Show each line in the records below that contains the word "hair". Case matters.

┌─ Records to process

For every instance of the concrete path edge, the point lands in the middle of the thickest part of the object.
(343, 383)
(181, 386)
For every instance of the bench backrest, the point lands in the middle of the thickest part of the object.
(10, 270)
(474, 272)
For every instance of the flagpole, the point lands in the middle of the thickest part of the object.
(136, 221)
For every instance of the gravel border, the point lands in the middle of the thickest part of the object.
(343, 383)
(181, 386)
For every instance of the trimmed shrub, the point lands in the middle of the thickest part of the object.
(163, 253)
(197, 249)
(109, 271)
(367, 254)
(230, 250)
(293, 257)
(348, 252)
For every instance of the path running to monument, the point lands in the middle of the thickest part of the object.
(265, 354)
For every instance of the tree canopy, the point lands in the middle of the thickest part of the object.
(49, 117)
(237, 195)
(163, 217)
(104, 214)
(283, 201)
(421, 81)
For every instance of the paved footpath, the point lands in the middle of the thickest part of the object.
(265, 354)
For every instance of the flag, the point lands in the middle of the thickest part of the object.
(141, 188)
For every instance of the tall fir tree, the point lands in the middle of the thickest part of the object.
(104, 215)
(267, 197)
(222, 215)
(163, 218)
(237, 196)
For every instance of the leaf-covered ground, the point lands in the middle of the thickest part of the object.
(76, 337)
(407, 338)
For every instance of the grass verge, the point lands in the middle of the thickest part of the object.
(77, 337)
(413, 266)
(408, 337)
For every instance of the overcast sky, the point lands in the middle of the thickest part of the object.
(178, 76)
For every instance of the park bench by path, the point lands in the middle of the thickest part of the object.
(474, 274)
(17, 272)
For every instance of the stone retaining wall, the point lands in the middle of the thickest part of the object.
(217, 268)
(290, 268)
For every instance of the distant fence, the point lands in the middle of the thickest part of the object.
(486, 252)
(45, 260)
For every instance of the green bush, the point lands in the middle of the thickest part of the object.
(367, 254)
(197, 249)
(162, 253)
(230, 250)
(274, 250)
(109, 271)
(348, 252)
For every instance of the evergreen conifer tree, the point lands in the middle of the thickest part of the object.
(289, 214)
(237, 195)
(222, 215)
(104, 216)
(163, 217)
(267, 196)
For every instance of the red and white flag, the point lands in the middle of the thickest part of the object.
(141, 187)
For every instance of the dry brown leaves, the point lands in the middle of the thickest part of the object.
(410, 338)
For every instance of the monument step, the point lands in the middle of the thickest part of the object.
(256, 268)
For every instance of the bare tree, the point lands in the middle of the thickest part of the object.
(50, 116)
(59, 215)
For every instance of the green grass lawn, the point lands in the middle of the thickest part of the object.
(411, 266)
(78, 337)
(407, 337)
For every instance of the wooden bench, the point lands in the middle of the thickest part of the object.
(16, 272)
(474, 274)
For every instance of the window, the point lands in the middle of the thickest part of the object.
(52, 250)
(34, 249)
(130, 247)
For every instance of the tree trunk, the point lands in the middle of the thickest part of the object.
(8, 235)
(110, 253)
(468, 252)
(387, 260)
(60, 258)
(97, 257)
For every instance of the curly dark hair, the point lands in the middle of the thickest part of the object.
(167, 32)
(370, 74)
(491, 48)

└─
┌─ Records to process

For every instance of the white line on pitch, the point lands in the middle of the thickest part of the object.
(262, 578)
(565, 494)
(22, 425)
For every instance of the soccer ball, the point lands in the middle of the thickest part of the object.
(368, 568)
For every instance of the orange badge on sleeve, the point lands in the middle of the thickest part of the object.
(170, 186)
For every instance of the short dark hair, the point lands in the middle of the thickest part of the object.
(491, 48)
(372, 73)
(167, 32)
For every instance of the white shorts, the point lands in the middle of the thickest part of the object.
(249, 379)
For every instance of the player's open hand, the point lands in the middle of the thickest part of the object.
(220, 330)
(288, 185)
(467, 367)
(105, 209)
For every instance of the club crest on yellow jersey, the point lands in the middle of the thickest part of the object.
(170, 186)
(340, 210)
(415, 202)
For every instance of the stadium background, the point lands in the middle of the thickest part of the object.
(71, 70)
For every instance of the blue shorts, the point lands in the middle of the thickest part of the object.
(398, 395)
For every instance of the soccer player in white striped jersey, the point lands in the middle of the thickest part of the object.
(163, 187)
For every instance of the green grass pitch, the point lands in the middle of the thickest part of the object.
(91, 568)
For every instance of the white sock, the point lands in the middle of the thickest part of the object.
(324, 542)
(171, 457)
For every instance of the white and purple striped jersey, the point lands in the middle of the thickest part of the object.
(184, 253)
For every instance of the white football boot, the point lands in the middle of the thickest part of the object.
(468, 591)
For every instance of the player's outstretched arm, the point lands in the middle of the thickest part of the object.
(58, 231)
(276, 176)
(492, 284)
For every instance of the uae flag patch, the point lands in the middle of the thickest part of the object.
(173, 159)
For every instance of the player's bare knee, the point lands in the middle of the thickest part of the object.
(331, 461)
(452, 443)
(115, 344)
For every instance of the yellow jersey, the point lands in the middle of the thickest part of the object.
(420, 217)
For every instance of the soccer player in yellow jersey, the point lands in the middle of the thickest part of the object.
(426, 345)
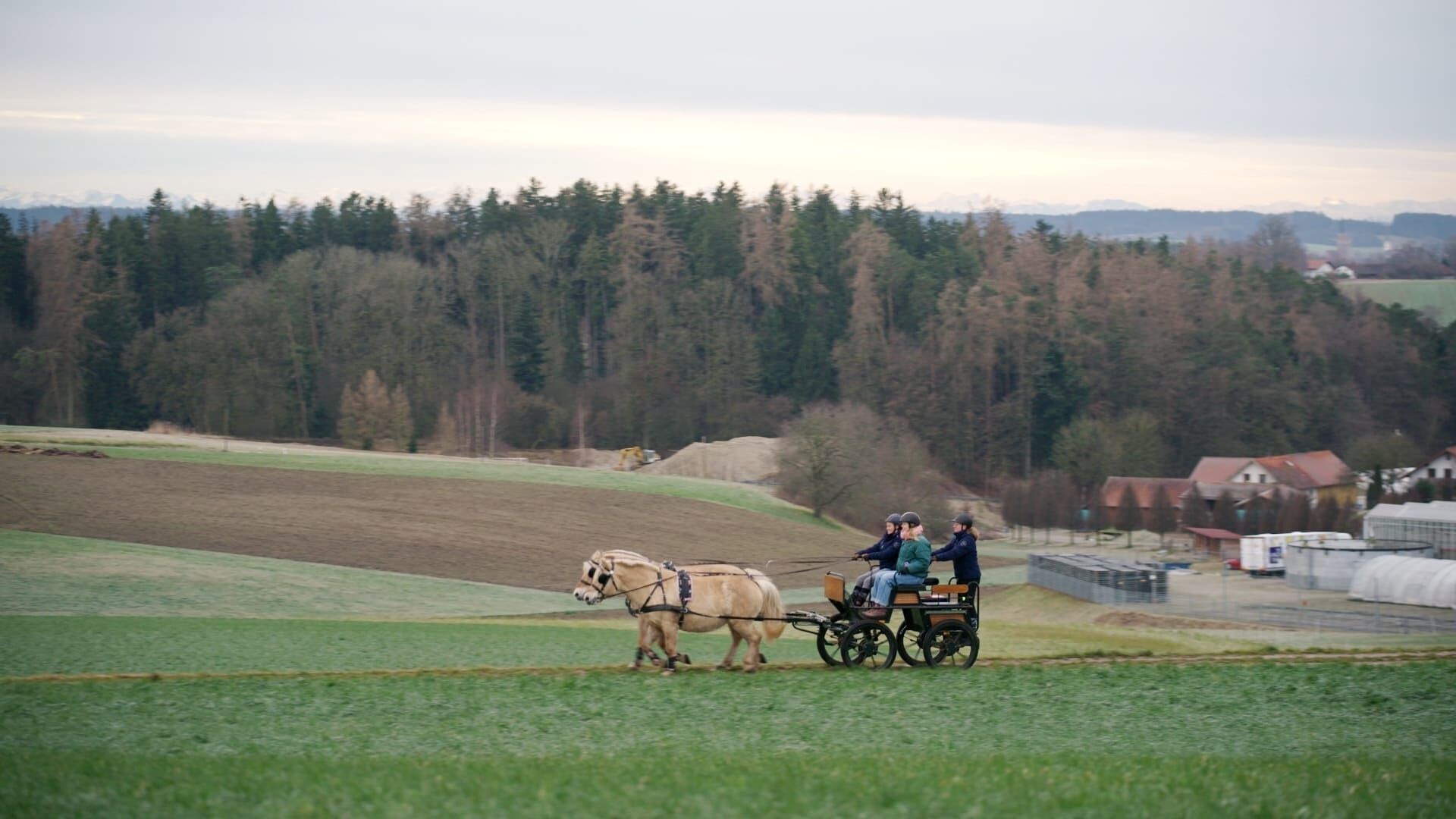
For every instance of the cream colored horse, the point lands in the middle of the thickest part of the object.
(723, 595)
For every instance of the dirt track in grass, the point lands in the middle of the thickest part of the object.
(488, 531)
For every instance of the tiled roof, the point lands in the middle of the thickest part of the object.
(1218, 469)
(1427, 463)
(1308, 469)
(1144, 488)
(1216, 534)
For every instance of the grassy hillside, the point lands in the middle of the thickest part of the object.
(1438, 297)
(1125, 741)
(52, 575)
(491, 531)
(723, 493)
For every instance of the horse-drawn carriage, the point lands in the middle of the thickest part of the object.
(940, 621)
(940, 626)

└─
┌─ Records to process

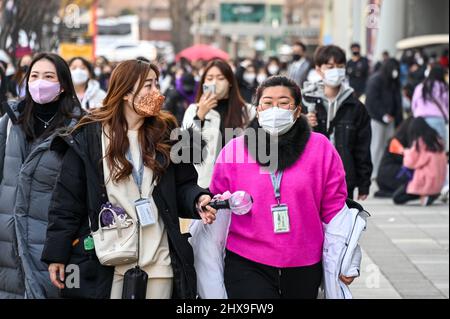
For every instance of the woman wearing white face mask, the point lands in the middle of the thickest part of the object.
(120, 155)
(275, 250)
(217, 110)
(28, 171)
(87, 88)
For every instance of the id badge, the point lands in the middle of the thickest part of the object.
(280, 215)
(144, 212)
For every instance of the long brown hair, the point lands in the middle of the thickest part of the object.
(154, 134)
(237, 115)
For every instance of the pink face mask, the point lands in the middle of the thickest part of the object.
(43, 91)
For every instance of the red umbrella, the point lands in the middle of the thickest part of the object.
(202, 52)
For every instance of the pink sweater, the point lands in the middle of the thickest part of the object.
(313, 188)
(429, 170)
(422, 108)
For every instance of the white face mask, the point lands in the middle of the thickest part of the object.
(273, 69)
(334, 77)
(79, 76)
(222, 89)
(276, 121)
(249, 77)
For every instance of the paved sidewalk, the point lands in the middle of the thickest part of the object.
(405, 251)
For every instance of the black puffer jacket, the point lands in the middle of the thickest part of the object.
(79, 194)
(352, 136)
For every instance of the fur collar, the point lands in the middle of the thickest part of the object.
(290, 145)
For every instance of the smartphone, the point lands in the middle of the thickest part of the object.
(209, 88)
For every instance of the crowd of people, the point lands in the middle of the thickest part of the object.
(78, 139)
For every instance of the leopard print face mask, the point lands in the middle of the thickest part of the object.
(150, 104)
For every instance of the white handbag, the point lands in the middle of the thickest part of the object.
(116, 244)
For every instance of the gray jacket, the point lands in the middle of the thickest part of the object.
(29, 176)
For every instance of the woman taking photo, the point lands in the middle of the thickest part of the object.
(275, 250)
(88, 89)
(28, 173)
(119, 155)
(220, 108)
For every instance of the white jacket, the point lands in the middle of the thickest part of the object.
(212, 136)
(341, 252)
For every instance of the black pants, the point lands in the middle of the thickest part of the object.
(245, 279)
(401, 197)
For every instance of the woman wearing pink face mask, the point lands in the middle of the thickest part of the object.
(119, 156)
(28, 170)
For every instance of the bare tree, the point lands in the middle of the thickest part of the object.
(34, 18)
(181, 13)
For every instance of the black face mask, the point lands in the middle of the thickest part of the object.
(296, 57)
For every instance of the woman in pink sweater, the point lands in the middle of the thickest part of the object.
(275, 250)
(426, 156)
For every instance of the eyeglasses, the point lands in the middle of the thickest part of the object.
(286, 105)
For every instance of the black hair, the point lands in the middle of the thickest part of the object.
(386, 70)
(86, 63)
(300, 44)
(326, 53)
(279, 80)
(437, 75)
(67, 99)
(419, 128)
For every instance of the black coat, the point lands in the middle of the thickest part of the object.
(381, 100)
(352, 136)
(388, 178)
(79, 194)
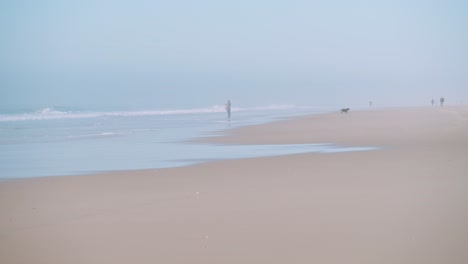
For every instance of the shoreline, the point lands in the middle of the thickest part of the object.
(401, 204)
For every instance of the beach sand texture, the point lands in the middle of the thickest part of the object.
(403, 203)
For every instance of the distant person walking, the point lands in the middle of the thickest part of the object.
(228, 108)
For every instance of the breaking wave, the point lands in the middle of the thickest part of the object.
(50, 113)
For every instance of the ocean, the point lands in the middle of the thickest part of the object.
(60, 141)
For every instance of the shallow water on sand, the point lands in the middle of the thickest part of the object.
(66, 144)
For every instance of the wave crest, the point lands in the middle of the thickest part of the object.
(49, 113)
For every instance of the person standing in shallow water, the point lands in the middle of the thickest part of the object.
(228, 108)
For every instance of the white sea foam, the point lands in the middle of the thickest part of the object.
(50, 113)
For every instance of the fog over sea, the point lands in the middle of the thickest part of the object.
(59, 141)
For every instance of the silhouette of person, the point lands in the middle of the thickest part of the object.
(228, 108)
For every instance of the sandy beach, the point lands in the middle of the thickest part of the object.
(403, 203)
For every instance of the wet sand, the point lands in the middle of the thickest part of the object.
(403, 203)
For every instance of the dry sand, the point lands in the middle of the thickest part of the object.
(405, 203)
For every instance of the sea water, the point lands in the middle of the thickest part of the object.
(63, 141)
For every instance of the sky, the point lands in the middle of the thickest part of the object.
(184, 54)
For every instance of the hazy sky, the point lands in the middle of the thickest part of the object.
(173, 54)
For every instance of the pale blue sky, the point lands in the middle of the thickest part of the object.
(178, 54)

└─

#### Answer to the exercise
For every instance of the curly dark hair, the point lands in the middle of the thickest part of the object.
For every instance of the short dark hair, the point lands in the middle of the thickest part of the object.
For every instance of the long brown hair, the point lands in the middle of the thickest part of the object.
For every instance of the black hair, the point lands in the middle of the thickest part of the object.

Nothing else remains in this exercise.